====== Dataset entries

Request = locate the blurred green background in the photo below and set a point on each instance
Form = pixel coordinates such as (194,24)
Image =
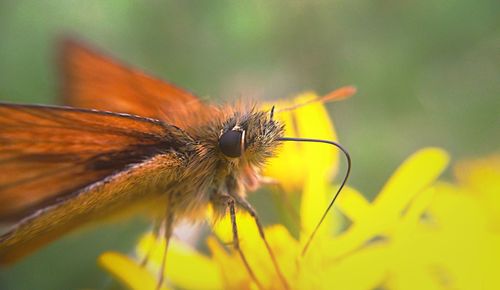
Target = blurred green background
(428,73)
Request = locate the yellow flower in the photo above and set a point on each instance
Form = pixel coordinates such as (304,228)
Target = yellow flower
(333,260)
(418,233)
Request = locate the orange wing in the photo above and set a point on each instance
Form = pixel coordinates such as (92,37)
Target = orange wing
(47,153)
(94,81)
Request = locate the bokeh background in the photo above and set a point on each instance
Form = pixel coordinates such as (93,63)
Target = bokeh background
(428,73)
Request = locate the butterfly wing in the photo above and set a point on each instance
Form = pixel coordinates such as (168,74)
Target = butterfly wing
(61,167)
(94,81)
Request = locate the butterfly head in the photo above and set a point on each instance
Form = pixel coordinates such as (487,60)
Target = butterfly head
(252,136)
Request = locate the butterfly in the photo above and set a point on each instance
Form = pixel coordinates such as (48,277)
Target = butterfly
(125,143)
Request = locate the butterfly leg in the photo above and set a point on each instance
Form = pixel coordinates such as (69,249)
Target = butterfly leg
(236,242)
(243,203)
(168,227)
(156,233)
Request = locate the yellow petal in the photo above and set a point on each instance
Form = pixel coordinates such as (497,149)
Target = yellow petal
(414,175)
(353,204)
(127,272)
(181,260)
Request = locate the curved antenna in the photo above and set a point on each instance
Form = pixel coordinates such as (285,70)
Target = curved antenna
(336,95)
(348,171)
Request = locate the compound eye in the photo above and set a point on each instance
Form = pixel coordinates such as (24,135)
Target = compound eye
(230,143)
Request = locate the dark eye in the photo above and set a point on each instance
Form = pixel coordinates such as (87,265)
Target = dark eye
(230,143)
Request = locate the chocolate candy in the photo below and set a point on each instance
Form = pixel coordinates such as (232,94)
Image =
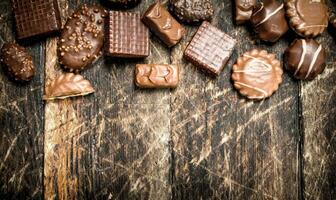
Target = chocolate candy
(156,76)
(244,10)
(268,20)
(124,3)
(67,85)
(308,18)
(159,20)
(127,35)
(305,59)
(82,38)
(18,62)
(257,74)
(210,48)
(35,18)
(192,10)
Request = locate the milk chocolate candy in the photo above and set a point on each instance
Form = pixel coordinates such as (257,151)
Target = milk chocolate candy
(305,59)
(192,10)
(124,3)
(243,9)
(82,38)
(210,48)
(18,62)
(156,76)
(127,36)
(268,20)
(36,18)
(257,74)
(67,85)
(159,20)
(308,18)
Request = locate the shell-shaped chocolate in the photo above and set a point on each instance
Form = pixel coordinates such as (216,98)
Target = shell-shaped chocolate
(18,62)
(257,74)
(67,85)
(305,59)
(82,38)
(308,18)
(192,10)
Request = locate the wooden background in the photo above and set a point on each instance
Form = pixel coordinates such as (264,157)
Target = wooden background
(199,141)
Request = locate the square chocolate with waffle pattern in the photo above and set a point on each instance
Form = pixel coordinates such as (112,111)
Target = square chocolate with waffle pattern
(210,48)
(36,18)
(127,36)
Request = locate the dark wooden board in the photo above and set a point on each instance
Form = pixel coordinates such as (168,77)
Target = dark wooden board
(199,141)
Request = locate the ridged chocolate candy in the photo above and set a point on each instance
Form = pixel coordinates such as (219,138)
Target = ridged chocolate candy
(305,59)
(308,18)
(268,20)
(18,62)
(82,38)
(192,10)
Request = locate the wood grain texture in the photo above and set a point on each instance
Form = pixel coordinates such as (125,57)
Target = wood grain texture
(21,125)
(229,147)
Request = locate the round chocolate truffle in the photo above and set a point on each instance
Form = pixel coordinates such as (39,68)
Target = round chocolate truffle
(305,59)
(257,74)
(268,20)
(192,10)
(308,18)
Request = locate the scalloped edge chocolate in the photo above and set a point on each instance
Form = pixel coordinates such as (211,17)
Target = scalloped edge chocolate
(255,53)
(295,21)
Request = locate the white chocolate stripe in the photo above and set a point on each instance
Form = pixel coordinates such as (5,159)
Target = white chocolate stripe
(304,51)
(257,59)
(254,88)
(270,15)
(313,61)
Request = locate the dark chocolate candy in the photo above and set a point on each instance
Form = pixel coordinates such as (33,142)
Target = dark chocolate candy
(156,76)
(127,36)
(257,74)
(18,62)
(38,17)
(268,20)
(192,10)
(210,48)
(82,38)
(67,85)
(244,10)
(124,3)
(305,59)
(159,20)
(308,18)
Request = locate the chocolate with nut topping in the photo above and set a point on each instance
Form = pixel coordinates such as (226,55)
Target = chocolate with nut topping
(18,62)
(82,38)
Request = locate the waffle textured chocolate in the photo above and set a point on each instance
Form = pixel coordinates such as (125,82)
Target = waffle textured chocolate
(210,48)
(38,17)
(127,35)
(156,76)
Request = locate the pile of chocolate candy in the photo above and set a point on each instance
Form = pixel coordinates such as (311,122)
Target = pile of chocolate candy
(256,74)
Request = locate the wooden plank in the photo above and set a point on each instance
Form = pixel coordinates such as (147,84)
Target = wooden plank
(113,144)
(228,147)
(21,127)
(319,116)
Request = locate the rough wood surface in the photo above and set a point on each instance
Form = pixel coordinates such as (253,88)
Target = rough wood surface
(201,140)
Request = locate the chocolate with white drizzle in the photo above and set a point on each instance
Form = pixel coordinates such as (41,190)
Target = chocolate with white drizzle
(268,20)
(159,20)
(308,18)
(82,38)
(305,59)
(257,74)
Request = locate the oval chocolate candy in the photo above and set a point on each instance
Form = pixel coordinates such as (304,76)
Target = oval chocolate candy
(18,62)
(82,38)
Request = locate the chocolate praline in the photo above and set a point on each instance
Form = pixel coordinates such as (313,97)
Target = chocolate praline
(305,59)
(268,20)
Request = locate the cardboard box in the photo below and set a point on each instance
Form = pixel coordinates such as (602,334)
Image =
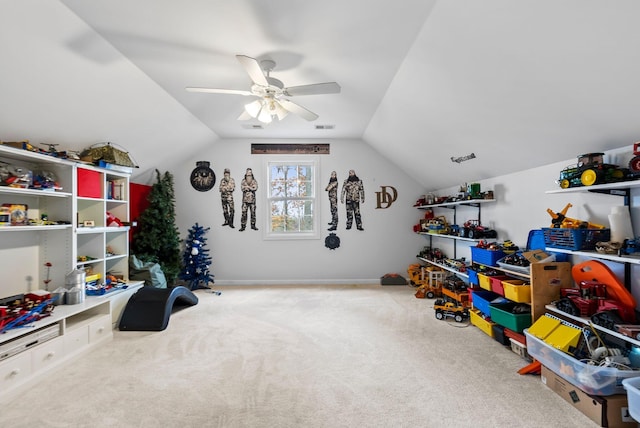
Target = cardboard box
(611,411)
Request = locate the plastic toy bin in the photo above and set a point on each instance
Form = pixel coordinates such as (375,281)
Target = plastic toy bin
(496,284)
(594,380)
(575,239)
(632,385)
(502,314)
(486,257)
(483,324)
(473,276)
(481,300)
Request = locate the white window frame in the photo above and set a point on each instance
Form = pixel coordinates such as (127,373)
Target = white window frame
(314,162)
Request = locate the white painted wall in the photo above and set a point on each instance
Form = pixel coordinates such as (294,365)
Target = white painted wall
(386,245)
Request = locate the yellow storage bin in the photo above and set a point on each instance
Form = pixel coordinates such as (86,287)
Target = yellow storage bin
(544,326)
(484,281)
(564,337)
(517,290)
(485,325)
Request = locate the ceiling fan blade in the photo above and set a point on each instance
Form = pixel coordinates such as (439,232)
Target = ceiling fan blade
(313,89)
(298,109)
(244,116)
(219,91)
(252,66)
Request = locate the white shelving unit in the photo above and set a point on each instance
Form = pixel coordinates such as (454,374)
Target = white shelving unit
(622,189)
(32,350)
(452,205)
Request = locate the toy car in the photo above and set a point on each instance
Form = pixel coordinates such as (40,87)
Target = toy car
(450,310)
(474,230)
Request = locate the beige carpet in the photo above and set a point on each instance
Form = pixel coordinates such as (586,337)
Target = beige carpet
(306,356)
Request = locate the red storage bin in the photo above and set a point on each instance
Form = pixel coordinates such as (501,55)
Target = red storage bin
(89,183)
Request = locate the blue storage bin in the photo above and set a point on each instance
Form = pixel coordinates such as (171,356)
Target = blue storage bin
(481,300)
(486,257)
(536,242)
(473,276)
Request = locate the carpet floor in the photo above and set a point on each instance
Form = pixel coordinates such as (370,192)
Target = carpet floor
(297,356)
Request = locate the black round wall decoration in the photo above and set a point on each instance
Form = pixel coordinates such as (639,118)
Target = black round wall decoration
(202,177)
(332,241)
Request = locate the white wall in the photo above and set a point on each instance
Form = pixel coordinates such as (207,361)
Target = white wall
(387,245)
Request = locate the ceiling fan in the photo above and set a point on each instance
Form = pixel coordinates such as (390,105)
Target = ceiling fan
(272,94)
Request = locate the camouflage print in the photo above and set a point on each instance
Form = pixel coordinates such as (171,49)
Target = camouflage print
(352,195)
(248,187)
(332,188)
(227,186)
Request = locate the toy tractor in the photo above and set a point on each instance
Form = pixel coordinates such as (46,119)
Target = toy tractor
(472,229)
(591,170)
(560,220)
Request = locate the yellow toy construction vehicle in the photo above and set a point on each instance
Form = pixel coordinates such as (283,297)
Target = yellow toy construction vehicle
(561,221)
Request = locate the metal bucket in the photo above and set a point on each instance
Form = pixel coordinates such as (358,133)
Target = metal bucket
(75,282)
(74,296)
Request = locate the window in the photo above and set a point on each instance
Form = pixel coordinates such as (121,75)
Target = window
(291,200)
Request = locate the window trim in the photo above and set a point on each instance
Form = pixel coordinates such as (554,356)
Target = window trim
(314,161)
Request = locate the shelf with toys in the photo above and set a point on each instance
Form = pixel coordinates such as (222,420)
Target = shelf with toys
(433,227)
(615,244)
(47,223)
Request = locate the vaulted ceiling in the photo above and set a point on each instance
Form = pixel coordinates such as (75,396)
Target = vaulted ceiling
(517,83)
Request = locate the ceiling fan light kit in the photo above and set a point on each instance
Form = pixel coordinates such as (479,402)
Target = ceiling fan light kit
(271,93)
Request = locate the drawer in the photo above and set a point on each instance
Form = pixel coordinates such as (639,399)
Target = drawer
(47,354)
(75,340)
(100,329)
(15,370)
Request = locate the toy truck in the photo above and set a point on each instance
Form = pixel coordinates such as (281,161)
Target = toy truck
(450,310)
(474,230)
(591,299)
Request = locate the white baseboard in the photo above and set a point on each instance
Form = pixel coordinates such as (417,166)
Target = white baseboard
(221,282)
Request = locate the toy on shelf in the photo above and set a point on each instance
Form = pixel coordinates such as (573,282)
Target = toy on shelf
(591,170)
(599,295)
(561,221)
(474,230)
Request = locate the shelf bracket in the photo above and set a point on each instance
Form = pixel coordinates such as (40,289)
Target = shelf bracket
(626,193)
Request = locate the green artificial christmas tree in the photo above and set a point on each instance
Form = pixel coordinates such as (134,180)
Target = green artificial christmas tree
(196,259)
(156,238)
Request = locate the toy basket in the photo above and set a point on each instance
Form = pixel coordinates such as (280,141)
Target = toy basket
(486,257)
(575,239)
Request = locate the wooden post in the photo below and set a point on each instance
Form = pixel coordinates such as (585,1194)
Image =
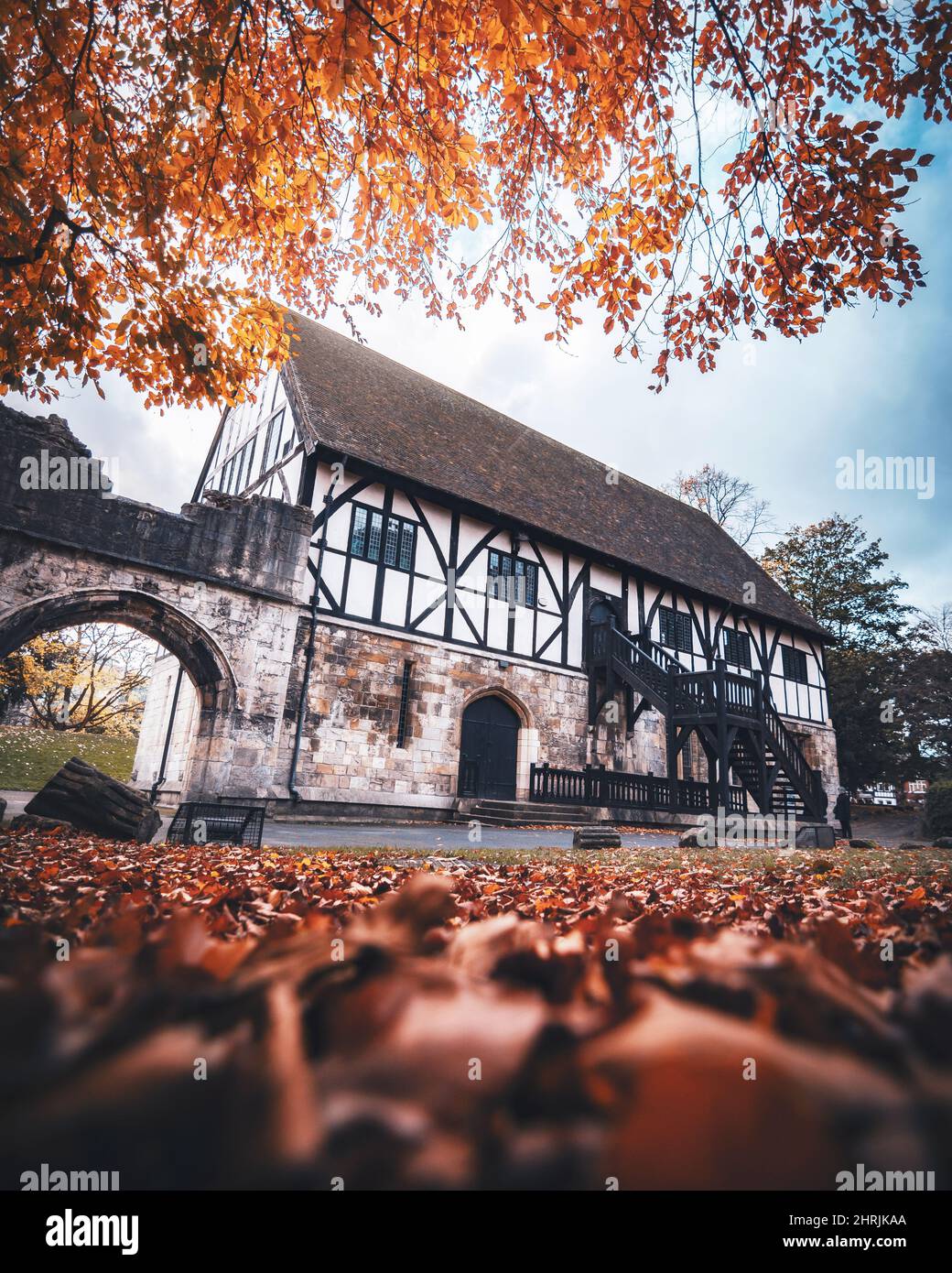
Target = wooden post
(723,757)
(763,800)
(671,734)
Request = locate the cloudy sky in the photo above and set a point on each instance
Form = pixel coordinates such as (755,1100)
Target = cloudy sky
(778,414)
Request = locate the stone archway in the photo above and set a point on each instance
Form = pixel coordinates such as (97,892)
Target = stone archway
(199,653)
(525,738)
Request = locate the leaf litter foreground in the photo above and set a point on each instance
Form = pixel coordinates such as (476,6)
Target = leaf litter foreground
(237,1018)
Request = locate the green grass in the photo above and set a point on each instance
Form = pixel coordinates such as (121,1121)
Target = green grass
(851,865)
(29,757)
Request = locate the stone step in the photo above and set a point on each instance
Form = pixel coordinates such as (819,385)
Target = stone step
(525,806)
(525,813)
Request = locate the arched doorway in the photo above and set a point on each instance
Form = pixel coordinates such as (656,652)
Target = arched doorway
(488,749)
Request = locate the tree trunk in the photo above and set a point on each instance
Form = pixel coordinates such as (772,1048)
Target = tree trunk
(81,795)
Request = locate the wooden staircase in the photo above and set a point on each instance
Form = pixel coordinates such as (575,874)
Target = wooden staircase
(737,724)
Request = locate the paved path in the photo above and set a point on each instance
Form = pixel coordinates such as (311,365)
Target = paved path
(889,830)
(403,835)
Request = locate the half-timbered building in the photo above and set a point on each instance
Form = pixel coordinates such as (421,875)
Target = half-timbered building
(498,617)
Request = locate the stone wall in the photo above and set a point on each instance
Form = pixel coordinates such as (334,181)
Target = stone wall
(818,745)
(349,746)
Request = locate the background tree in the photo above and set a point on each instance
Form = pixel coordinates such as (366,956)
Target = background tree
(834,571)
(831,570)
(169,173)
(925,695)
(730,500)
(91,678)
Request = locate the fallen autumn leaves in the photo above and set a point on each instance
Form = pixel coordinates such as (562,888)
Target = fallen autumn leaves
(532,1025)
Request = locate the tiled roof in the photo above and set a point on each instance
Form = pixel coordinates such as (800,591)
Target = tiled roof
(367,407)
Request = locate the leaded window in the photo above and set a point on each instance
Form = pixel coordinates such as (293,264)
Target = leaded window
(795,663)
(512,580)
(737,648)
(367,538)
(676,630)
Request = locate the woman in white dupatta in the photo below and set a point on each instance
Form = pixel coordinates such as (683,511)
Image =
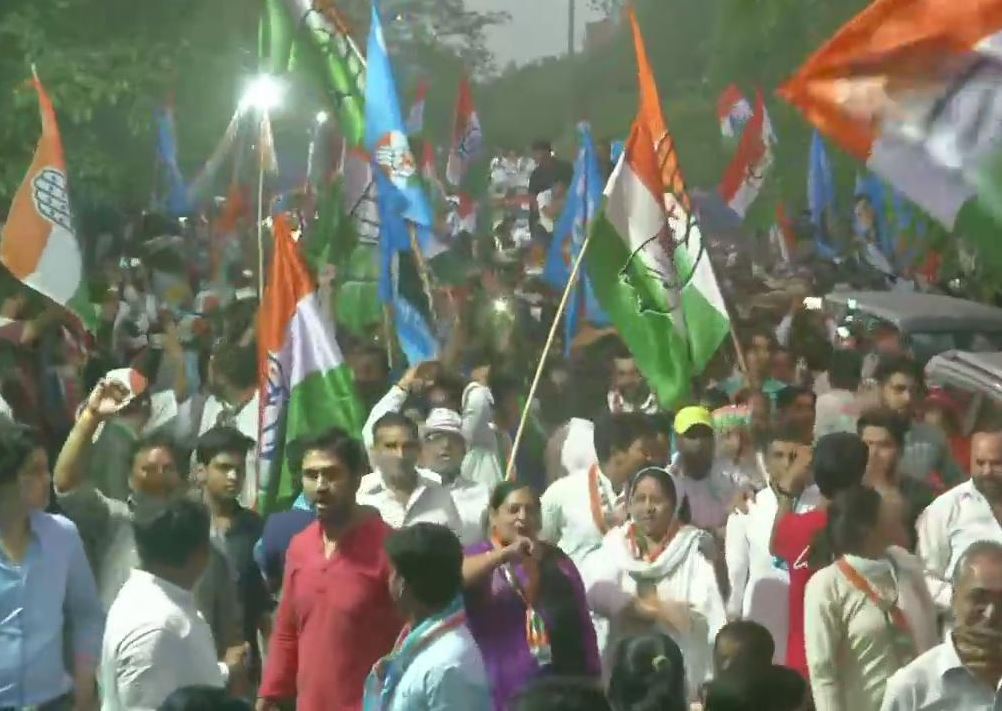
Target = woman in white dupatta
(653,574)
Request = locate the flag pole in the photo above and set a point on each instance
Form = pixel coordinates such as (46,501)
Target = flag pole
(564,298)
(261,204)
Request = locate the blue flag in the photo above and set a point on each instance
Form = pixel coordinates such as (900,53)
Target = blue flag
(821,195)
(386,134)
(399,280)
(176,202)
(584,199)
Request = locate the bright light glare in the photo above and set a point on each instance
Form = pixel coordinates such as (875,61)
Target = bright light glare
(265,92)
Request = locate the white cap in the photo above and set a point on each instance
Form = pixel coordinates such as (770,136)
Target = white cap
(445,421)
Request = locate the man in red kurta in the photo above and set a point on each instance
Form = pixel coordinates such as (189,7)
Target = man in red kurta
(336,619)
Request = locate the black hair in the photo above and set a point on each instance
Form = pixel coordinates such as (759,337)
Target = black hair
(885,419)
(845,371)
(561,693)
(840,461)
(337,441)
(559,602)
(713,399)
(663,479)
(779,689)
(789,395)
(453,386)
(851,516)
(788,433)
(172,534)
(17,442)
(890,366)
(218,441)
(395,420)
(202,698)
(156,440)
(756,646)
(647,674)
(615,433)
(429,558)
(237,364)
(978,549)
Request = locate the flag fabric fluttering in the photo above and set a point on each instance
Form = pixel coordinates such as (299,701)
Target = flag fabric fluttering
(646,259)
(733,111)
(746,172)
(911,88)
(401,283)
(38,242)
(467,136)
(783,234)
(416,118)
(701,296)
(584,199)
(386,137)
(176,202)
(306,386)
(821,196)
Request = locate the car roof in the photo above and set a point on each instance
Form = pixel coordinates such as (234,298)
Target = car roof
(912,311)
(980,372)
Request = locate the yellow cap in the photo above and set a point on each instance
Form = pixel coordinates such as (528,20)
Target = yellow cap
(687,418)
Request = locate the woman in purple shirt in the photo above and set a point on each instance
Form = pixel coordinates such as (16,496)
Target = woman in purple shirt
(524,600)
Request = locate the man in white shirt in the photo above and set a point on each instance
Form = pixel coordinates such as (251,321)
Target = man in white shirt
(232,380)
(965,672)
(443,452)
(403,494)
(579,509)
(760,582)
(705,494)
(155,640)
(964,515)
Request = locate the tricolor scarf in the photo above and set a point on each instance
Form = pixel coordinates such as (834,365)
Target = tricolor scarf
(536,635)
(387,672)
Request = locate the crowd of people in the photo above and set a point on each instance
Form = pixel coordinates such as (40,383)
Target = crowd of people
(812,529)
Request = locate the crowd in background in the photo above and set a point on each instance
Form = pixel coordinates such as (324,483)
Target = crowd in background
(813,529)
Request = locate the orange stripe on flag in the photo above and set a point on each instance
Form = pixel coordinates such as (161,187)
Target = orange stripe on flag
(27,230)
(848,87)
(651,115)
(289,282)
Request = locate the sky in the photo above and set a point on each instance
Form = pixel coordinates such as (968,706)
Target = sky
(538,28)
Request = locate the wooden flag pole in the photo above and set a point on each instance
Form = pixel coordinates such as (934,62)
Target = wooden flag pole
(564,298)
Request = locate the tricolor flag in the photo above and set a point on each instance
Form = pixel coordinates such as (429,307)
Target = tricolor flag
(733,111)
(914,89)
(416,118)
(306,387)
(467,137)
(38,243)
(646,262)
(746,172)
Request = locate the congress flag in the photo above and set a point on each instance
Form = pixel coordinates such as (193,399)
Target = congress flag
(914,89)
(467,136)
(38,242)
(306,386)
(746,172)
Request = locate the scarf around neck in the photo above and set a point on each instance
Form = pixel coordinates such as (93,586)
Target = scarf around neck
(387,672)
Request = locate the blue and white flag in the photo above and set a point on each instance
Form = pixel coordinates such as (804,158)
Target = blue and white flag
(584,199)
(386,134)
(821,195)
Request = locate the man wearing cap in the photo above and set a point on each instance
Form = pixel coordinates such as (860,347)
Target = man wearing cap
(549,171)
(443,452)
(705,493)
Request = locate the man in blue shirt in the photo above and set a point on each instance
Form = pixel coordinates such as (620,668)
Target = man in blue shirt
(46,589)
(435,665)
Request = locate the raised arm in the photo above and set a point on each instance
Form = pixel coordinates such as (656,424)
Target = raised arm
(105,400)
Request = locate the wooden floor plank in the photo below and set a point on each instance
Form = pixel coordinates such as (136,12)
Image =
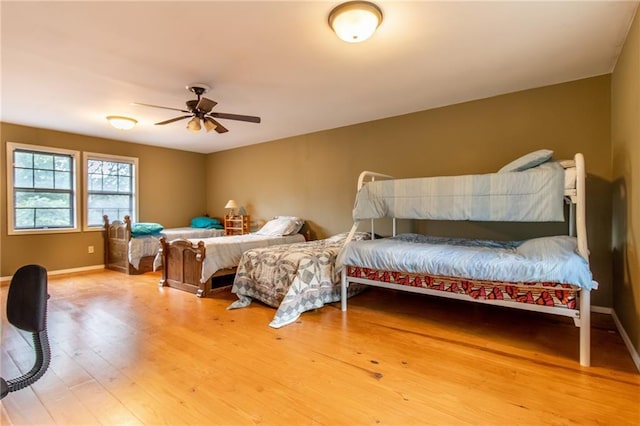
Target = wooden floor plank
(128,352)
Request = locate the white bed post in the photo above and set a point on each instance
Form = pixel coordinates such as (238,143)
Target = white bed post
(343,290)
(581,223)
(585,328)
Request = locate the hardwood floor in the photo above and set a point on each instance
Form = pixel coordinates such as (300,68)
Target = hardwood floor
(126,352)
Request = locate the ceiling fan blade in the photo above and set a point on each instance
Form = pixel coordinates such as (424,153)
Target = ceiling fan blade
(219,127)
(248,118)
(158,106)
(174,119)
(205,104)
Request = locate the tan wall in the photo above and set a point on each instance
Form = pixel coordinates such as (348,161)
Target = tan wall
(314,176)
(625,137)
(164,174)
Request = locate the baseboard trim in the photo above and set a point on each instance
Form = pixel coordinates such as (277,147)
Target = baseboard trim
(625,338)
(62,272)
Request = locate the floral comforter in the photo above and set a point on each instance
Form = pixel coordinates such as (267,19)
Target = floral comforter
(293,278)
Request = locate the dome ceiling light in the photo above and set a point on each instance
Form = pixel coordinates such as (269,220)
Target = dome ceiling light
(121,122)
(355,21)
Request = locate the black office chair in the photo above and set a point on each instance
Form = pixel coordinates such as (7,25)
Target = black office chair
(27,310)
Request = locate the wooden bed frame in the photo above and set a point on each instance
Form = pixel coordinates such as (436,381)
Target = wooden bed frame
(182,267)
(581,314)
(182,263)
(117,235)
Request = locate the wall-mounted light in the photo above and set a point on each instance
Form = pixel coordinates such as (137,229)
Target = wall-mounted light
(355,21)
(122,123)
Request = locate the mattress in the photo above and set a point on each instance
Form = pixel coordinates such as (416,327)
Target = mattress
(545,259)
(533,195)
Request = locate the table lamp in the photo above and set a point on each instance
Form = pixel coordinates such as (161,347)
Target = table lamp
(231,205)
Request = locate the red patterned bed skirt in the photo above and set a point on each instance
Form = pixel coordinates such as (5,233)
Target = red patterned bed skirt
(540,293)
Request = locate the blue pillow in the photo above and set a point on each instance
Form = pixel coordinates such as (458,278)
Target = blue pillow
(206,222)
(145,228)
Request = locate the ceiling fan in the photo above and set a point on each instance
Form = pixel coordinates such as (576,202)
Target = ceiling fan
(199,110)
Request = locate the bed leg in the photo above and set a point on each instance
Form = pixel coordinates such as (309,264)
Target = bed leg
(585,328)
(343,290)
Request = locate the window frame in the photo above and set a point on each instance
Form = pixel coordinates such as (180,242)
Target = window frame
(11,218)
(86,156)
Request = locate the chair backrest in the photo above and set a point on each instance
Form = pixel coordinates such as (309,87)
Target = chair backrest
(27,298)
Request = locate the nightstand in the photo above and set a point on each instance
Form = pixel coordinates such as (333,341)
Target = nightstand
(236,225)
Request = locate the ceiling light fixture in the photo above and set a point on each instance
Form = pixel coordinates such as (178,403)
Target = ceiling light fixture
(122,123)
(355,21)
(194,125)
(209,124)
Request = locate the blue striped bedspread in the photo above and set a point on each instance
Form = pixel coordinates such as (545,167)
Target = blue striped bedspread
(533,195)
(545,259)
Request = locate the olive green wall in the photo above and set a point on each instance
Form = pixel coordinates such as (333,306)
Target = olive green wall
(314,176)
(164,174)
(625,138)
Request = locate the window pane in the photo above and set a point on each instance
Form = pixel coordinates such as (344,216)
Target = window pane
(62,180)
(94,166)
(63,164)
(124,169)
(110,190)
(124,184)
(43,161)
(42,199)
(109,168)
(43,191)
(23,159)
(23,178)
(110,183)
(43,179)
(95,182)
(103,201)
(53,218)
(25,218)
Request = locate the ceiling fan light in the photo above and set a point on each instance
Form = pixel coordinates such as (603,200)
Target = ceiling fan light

============

Given problem >> Locate "Request = locate the window frame" in the data above. Then repeat, exactly, its line and each line after it through the last, adding nothing.

The response >>
Request = locate the window frame in the photo above and set a point on each instance
Form = pixel coordinates such as (180,242)
Target = window frame
(11,218)
(86,156)
Request = locate the chair backrest in the photo above and set a point on each instance
Form = pixel coordinates such as (309,87)
Target = chair backrest
(27,298)
Request = locate the nightstand in the photo above and set a point on each instance
Form = pixel coordinates such as (333,341)
Target = nightstand
(236,225)
Request = locate the ceiling light fixture in the photo above and set a point on each instance
Form = pixel coordinates such as (178,403)
Target = ceiling light fixture
(122,123)
(355,21)
(194,125)
(209,124)
Request = locate the blue striped bedspread in the photo above and set a point on each instance
Form = pixel coordinates such as (545,167)
Target = blue striped bedspread
(533,195)
(545,259)
Request = locate the olive green wall in the photo above and set a point on each instance
Form = pixel coordinates such as (333,306)
Target = olive green wall
(314,176)
(164,174)
(625,138)
Request = locate the window pane in the photo above and set a point on each instance
Form = pixel coordinates such as (344,216)
Target = window pane
(62,180)
(94,166)
(63,164)
(124,169)
(110,190)
(124,184)
(43,161)
(42,199)
(109,168)
(43,191)
(23,159)
(23,178)
(110,183)
(43,179)
(95,182)
(103,201)
(53,218)
(25,218)
Request = locate the ceiling fan light in the photo above and set a point on each instance
Form = pixel coordinates such as (603,200)
Target = ceiling fan light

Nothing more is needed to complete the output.